Locate every line in the data below that includes the string "positive", and copy each of those lines in full.

SOURCE MATERIAL:
====================

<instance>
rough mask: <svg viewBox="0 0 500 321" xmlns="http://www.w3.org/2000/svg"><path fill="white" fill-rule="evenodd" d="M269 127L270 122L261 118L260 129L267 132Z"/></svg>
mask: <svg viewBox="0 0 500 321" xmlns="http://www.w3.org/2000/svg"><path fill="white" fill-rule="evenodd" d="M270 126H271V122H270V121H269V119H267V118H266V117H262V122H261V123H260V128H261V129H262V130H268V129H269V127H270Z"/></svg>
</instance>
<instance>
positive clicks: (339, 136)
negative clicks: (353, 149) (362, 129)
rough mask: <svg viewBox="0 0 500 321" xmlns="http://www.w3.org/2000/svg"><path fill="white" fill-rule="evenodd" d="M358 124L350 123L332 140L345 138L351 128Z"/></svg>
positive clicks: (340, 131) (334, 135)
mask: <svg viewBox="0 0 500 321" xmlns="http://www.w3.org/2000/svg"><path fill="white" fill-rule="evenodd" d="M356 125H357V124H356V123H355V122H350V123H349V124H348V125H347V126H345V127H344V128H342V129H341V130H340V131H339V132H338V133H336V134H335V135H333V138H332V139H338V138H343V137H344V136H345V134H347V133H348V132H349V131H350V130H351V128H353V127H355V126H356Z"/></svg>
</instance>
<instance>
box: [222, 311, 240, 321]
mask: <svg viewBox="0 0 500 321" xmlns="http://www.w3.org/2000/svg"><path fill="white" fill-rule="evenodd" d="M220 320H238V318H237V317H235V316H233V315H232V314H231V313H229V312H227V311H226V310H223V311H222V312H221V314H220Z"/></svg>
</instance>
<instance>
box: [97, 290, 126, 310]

====================

ANSWER FOR THIS EXERCISE:
positive clicks: (339, 136)
positive clicks: (340, 131) (334, 135)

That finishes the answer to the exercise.